---------- TASK MATERIAL ----------
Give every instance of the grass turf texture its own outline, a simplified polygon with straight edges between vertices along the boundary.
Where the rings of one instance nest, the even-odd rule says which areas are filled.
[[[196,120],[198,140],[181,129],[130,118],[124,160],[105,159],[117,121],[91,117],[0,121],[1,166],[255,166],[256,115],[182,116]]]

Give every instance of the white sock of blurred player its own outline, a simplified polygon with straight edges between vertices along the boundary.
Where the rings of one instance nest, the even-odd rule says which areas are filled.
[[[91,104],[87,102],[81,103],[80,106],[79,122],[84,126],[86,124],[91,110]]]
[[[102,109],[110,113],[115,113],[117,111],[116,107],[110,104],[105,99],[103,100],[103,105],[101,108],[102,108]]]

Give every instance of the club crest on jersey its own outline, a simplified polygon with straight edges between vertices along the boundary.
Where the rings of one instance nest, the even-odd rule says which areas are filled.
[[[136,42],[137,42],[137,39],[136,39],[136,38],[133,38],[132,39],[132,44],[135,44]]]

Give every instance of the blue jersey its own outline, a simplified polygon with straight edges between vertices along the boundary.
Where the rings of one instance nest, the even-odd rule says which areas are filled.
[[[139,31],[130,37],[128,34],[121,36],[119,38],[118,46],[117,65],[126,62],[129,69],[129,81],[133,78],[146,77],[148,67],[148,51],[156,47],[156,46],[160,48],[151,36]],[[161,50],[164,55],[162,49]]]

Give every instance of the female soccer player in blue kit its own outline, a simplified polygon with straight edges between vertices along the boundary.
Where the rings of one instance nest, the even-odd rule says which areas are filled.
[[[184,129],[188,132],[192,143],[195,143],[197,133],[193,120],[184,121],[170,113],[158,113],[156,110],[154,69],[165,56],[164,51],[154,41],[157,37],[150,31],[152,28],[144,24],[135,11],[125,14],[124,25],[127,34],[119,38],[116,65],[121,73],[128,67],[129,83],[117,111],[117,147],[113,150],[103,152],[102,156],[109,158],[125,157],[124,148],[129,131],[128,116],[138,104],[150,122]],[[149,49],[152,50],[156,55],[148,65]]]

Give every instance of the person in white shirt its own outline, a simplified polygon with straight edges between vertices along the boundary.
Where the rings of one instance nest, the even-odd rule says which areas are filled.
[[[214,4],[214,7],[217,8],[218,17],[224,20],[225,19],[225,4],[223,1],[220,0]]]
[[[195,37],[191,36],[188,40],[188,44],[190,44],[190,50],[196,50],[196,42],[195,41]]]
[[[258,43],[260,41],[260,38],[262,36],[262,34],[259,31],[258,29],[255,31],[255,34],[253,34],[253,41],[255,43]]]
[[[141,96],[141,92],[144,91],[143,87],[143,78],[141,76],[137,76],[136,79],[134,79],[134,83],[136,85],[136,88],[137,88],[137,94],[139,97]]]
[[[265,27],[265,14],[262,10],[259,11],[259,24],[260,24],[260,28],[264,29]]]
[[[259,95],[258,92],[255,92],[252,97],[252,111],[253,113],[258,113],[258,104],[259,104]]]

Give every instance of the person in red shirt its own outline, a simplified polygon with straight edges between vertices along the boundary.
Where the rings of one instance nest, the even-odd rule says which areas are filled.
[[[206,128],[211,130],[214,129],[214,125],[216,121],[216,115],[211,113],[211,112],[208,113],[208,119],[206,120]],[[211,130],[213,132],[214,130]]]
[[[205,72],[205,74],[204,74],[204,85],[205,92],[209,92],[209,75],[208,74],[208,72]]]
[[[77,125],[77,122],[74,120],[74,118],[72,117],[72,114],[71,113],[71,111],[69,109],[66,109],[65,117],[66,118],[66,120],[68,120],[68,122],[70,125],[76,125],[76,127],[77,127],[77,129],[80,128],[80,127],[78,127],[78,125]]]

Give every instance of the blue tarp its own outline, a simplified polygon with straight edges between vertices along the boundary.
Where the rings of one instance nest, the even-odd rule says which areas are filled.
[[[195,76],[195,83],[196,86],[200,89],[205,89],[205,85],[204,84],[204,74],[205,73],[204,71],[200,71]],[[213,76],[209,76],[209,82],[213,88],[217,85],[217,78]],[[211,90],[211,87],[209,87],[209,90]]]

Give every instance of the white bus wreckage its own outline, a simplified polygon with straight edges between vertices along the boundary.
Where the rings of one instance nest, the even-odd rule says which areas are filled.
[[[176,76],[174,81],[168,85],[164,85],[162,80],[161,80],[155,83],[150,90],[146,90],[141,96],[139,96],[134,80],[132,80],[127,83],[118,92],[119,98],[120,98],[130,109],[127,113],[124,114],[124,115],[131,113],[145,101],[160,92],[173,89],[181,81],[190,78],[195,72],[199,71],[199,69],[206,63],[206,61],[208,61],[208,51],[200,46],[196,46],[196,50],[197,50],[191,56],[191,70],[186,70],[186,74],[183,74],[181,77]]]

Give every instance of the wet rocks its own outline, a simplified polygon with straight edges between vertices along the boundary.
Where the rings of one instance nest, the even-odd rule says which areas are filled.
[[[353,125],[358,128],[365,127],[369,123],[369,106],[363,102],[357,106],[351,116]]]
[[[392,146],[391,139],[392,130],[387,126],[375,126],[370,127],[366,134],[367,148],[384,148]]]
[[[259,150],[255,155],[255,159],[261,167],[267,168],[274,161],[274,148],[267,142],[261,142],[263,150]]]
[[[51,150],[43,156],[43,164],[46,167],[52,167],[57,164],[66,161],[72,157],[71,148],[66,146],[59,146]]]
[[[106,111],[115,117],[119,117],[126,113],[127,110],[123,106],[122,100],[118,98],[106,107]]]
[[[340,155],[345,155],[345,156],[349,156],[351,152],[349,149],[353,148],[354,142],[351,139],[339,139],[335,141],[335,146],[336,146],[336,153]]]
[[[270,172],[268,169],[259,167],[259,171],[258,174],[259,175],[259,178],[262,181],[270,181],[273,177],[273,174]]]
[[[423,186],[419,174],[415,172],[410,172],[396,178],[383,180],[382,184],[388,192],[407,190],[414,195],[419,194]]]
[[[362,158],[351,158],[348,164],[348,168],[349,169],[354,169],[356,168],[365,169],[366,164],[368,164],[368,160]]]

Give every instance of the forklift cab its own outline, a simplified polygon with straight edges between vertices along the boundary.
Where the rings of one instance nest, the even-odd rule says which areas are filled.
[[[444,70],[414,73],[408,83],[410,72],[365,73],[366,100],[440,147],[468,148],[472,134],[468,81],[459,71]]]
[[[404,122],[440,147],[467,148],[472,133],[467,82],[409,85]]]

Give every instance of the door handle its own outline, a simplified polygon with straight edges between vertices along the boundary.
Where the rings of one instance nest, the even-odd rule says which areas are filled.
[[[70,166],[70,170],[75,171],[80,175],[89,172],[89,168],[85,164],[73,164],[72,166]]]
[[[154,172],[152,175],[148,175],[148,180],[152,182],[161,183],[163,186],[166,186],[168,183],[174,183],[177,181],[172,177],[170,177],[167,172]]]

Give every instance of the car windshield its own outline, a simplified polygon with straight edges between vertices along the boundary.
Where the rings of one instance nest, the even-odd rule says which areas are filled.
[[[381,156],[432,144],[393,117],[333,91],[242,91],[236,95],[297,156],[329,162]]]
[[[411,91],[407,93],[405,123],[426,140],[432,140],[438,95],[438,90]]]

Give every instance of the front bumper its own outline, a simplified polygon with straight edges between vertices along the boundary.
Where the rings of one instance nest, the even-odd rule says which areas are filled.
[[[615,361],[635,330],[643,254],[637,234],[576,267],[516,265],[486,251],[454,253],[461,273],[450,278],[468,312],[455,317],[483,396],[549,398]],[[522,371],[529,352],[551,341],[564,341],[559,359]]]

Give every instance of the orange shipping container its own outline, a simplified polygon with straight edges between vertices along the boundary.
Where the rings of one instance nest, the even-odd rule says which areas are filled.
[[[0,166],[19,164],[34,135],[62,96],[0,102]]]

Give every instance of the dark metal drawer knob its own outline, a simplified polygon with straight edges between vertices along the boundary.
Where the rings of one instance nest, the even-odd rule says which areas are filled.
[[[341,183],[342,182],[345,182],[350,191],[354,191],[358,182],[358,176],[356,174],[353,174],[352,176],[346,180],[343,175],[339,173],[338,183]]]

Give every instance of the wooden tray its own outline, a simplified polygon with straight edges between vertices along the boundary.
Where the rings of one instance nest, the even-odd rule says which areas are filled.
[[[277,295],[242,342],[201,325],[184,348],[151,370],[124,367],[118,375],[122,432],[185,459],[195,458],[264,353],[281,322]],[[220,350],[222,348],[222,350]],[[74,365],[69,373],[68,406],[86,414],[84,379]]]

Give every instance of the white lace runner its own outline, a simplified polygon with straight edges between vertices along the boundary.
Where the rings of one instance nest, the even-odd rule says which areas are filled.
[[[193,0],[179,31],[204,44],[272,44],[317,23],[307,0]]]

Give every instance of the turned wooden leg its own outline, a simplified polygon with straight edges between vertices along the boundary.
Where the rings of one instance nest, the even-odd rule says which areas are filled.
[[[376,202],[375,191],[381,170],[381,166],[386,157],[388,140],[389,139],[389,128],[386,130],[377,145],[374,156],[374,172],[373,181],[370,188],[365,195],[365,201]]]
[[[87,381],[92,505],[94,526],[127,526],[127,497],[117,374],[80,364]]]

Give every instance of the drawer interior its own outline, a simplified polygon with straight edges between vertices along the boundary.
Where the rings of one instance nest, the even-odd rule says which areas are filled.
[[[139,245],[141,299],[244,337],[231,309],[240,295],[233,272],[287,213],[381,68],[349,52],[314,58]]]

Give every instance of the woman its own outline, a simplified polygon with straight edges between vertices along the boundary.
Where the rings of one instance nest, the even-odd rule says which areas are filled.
----------
Return the lines from the one containing "Give every instance of the forklift" through the one containing "[[[404,122],[440,147],[467,148],[472,133],[467,82],[409,85]]]", reproducing each verbatim with both end lines included.

Give every instance of the forklift cab its own outline, a simplified polygon with straight edges between vertices along the boundary.
Where the rings of one instance nest, the even-odd rule says which areas are filled.
[[[444,70],[414,73],[408,83],[410,72],[365,73],[366,100],[440,147],[468,148],[472,134],[468,81],[459,71]]]
[[[404,122],[440,147],[467,148],[472,133],[467,82],[409,85]]]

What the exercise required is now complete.